Les Incas, un peuple sans écriture
Après la chute brutale de l’Empire inca – qui était pourtant le plus puissant, le plus vaste et le plus riche État du continent américain -, les conquistadors vont peu à peu céder la place aux autorités coloniales de la vice-royauté et aux missions catholiques espagnoles. Une organisation sociale, économique et religieuse se met en place alors qu’émerge une nouvelle civilisation. Placée sous la domination politique et socioéconomique des nouveaux maîtres venus d’Espagne puis de leurs descendants, celle-ci reste “mixte”, les autochtones ayant conservé, souvent en les adaptant, beaucoup de traits de leur culture. Pour autant, tout un pan de l’histoire et de la civilisation andines préhispaniques nous échappe toujours. Une des raisons principales de cette “amnésie” tient au fait que l’Empire inca ne disposait pas de système d’écriture, comme d’ailleurs les autres États qui l’avaient précédé dans la région. Il existait pourtant un outil de communication : les fameux quipus (ci-dessous). Composés d’une série de cordelettes de teintes et de matières différentes, ces quipus, sur lesquels étaient placés des nœuds plus ou moins complexes, servaient de système d’enregistrement et d’archivage.
Instruments comptables et administratifs, ces quipus ont très certainement également servi de supports à une littérature sacrée et profane. Malheureusement, le savoir nécessaire pour les interpréter ayant été perdu, leur déchiffrement reste très fragmentaire et toute une part de leur signification nous échappe. Heureusement, pour connaître plus en détail cette civilisation, nous disposons, en plus des témoignages des vainqueurs hispaniques, de deux sources fondées sur des témoignages directs qui rapportent un point de vue indigène. Ces textes nous permettent d’avoir une vision relativement objective et détaillée d’une civilisation en voie de transformation rapide.
Le manuscrit HUAROCHIRI, une bible andine
Le premier de ces écrits est connu comme le Manuscrit Huarochiri (ci-dessous), ce nom correspondant à celui d’une vaste province montagneuse du Pérou central située à plus de 150 kilomètres à l’est de Lima. Le contenu du document est consacré aux mœurs, coutumes et croyances des habitants de cette partie de l’ancien Empire inca. Rédigé en quechua après la conquête, mais transcrit en caractères latins, cet ouvrage est un des plus anciens livres en langue andine de la période dite coloniale. Il s’agit là d’un document inestimable sur la mythologie, le culte et les traditions religieuses antérieurs à l’arrivée des Espagnols et à l’introduction du christianisme.
Divisé en 31 chapitres, auxquels s’ajoutent deux courts suppléments, ce texte manuscrit décrit les faits et gestes des principaux dieux et déesses de la région : les “Huacas”. Il témoigne en particulier d’un syncrétisme entre les divinités “locales”, comme PARIAQAQA, incarnée par une montagne du même nom, et celles “importées”, comme VIRACOCHA, dieu créateur tutélaire qui finira par devenir le principal dieu du panthéon des Incas. Une cohabitation entre le culte du Soleil, officiellement reconnu dans l’Empire, et les dieux régionaux s’imposera progressivement dans les différentes provinces de l’immense État. Notons que le texte traite également des mythes fondateurs, dont celui du grand déluge.

◆ **Consigne 1**
Reproduisez à l'identique le passage du texte sur les Incas qui s'ouvre sur les mots contenant « Divisé en 31 » et se ferme sur « du grand déluge. ».
Le texte et la liste sont deux documents sans rapport l'un avec l'autre.

Entrées du jeu d'annotation:
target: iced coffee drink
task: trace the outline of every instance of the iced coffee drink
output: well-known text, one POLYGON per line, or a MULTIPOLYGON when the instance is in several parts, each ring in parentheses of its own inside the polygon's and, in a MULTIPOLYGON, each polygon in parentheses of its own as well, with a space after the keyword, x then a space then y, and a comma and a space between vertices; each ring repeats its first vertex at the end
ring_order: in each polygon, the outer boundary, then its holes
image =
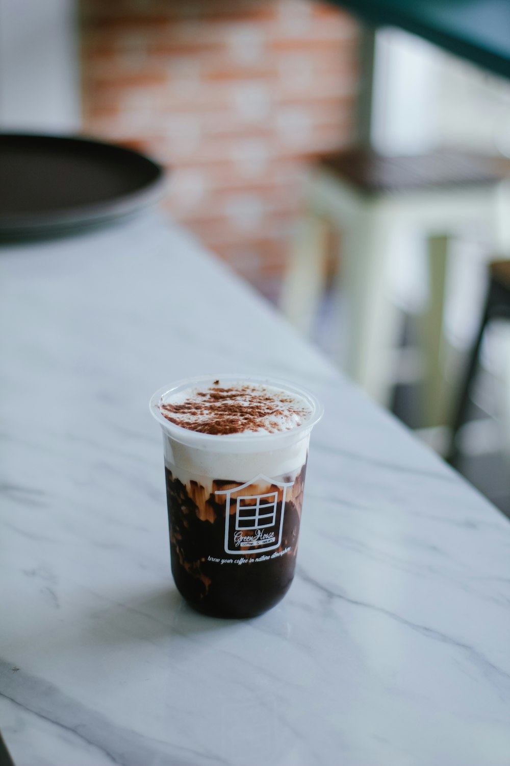
POLYGON ((220 375, 162 388, 151 410, 163 429, 178 590, 218 617, 270 609, 294 577, 320 405, 291 384, 220 375))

◆ **Consigne 2**
Mettez toutes les lignes de la liste sous forme de tableau Markdown, avec une colonne « Numéro » pour le rang et une colonne « Ligne » pour le contenu. Omettez les lignes vides et laissez les images de côté.

◆ **Résultat attendu 1**
Divisé en 31 chapitres, auxquels s’ajoutent deux courts suppléments, ce texte manuscrit décrit les faits et gestes des principaux dieux et déesses de la région : les “Huacas”. Il témoigne en particulier d’un syncrétisme entre les divinités “locales”, comme PARIAQAQA, incarnée par une montagne du même nom, et celles “importées”, comme VIRACOCHA, dieu créateur tutélaire qui finira par devenir le principal dieu du panthéon des Incas. Une cohabitation entre le culte du Soleil, officiellement reconnu dans l’Empire, et les dieux régionaux s’imposera progressivement dans les différentes provinces de l’immense État. Notons que le texte traite également des mythes fondateurs, dont celui du grand déluge.

◆ **Résultat attendu 2**
| Numéro | Ligne |
|---|---|
| 1 | target: iced coffee drink |
| 2 | task: trace the outline of every instance of the iced coffee drink |
| 3 | output: well-known text, one POLYGON per line, or a MULTIPOLYGON when the instance is in several parts, each ring in parentheses of its own inside the polygon's and, in a MULTIPOLYGON, each polygon in parentheses of its own as well, with a space after the keyword, x then a space then y, and a comma and a space between vertices; each ring repeats its first vertex at the end |
| 4 | ring_order: in each polygon, the outer boundary, then its holes |
| 5 | image = |
| 6 | POLYGON ((220 375, 162 388, 151 410, 163 429, 178 590, 218 617, 270 609, 294 577, 320 405, 291 384, 220 375)) |